DIRECTIONS |
Please repeat the data exactly. Any picture in it stays out.

RECORD EXCERPTS section start

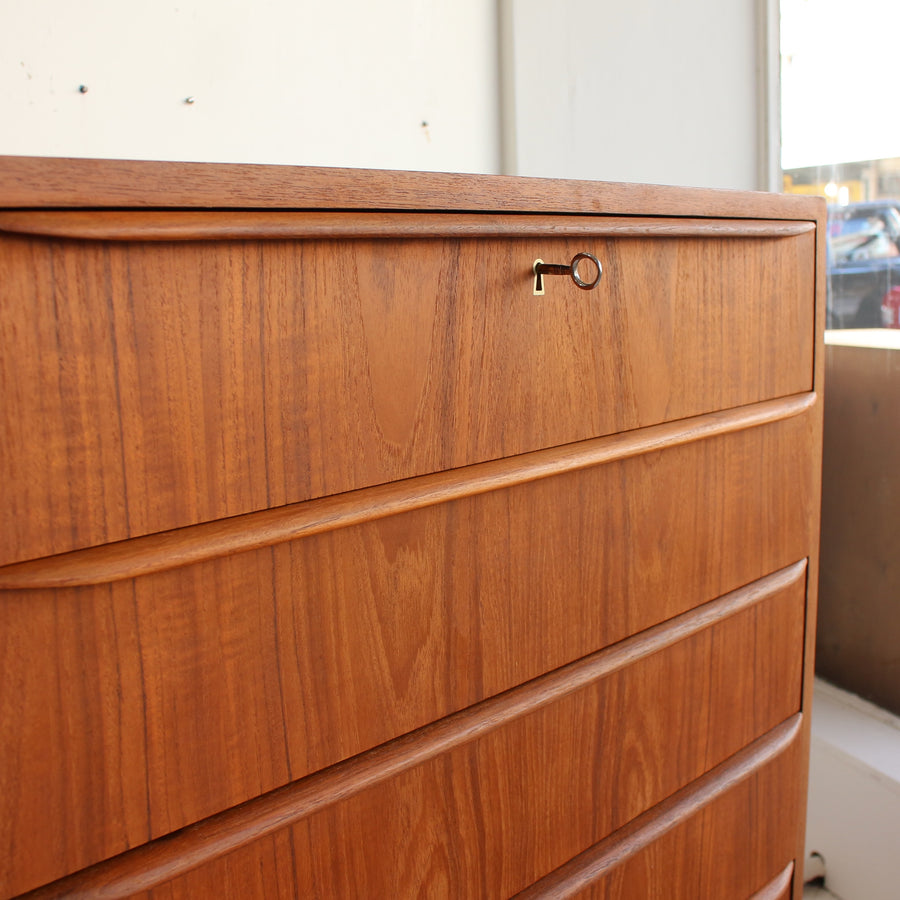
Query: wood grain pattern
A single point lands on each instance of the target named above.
(182, 225)
(335, 563)
(30, 182)
(201, 543)
(508, 773)
(269, 665)
(708, 840)
(156, 386)
(779, 888)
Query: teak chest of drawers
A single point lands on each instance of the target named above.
(336, 563)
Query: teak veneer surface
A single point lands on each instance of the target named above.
(271, 664)
(194, 381)
(337, 563)
(91, 183)
(506, 783)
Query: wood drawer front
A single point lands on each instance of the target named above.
(149, 703)
(738, 846)
(154, 385)
(488, 817)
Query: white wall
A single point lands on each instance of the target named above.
(342, 83)
(621, 90)
(643, 90)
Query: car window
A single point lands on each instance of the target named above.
(859, 238)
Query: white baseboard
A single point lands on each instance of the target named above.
(853, 817)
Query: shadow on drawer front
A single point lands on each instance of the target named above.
(165, 383)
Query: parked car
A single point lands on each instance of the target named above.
(863, 264)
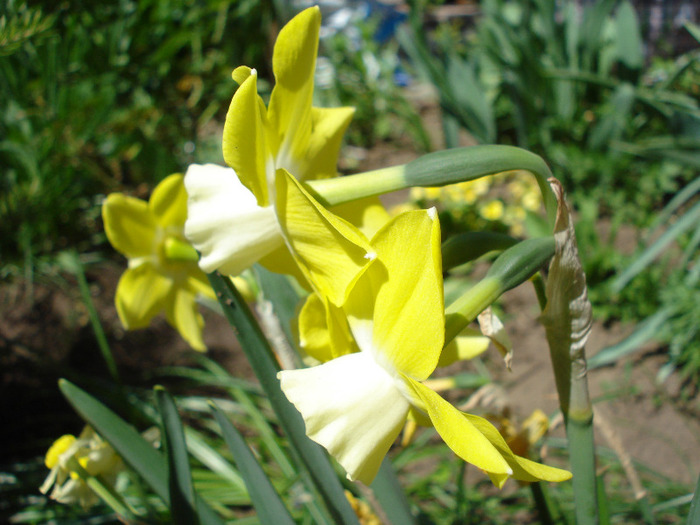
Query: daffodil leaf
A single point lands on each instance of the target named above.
(459, 432)
(269, 506)
(293, 63)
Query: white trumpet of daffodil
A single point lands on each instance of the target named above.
(242, 214)
(386, 340)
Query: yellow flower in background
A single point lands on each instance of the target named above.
(355, 405)
(242, 215)
(163, 275)
(68, 456)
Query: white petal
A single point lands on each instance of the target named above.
(225, 223)
(352, 407)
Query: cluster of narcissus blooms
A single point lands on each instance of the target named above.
(72, 459)
(162, 275)
(375, 318)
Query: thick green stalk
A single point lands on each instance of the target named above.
(567, 320)
(438, 169)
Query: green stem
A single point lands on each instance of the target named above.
(438, 169)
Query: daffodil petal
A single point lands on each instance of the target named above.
(183, 314)
(330, 251)
(289, 111)
(408, 315)
(369, 215)
(458, 431)
(523, 469)
(467, 345)
(141, 294)
(352, 407)
(168, 203)
(244, 139)
(225, 223)
(328, 126)
(281, 261)
(129, 225)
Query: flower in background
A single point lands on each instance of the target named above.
(235, 214)
(73, 459)
(162, 275)
(386, 339)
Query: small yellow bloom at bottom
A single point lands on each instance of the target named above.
(71, 458)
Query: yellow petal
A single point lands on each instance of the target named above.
(369, 215)
(281, 261)
(459, 432)
(293, 63)
(523, 469)
(330, 251)
(183, 314)
(168, 202)
(314, 338)
(467, 345)
(352, 407)
(328, 126)
(244, 139)
(129, 225)
(408, 318)
(323, 330)
(224, 223)
(141, 294)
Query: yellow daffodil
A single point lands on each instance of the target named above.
(242, 215)
(71, 459)
(356, 404)
(163, 274)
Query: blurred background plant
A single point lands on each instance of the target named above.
(571, 81)
(93, 98)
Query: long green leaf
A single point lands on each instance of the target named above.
(266, 501)
(262, 360)
(138, 453)
(182, 504)
(694, 514)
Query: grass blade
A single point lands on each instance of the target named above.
(182, 504)
(266, 501)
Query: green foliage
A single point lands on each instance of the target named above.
(93, 99)
(359, 71)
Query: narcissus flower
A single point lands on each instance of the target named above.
(356, 404)
(236, 216)
(71, 458)
(163, 275)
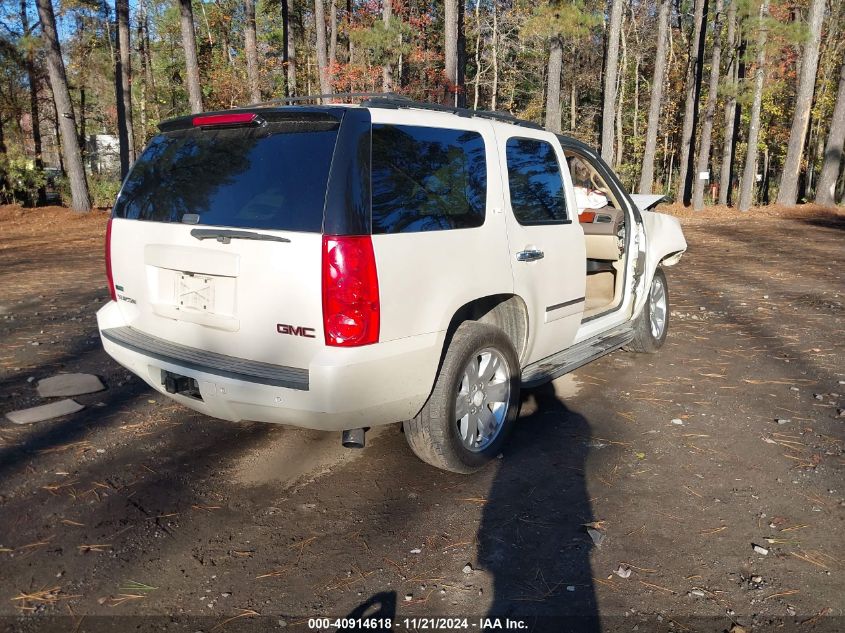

RECORD EXCERPTS section end

ANSWER BELOW |
Query: wood grain pattern
A single point lands on each instance of the target named above.
(182, 225)
(335, 563)
(30, 182)
(201, 543)
(508, 773)
(269, 665)
(708, 840)
(156, 386)
(779, 888)
Query: teak chest of drawers
A single point lands on each instance of the target named above.
(336, 563)
Query: teak veneer surface
A single point lands on each instance of the target named above.
(271, 664)
(194, 381)
(337, 563)
(91, 183)
(506, 783)
Query: wood drawer front
A single point lands on each instance of the target named above.
(149, 703)
(738, 846)
(154, 385)
(488, 817)
Query: white wall
A single point lands on each instance of the target named above.
(342, 83)
(621, 90)
(643, 90)
Query: car window
A single point lands on each instance of the target named above.
(859, 238)
Query: white baseboard
A single point lands on each instance of the target named above.
(853, 817)
Query: shadow on drawer front
A single point lands on each instance of the target named above.
(165, 383)
Query: parked car
A single point lands on each instance of the target named above.
(863, 264)
Query: daffodil leaf
A single point lands on each instance of the target named above.
(459, 432)
(269, 506)
(293, 63)
Query: white trumpet of daffodil
A single point lands on each instance of the target named above.
(242, 214)
(386, 340)
Query: yellow flower in background
A single point lands on each instance of the target named above.
(355, 405)
(242, 215)
(163, 275)
(68, 456)
Query: white petal
A single point lands on each instance of the target named above.
(225, 223)
(352, 407)
Query: cluster of narcissus blooms
A single point lands on each instance of the target named above.
(72, 459)
(162, 275)
(375, 318)
Query: thick green stalk
A single point lands on each instance of the target named above.
(567, 320)
(438, 169)
Query: green stem
A single point lands on each instance of the target named above.
(438, 169)
Query: daffodil petal
A single point lands on each instance of the target named above.
(183, 314)
(330, 251)
(289, 111)
(408, 315)
(369, 215)
(458, 431)
(523, 469)
(467, 345)
(141, 294)
(352, 407)
(168, 203)
(244, 139)
(225, 223)
(328, 126)
(281, 261)
(129, 225)
Query: flower in background
A single point lands on each instance of the target named above.
(235, 214)
(73, 459)
(162, 275)
(386, 339)
Query: small yellow bloom at bottom
A single point lands on each instance of the target named above.
(71, 458)
Query: yellow petal
A single point lands on each instance of the target named above.
(369, 215)
(281, 261)
(459, 432)
(293, 63)
(523, 469)
(330, 251)
(183, 314)
(168, 202)
(314, 338)
(467, 345)
(352, 407)
(328, 126)
(244, 139)
(129, 225)
(408, 318)
(323, 330)
(224, 223)
(141, 294)
Query: yellow daffodil
A single point lands on each instance of the target named above.
(242, 215)
(71, 459)
(356, 404)
(163, 274)
Query: blurred background plant
A single point lands on each instance of the target named above.
(571, 81)
(93, 98)
Query: long green leaf
A single point lands on each instance of the target named above.
(266, 501)
(262, 360)
(138, 453)
(182, 504)
(694, 514)
Query: grass blade
A single point lands on each instance of the target named above.
(182, 504)
(266, 501)
Query: green foliage
A single point lands on each instance of the target named above.
(93, 99)
(359, 71)
Query: narcissus flower
A single point lands on each instance of the target named above.
(356, 404)
(236, 216)
(71, 458)
(163, 275)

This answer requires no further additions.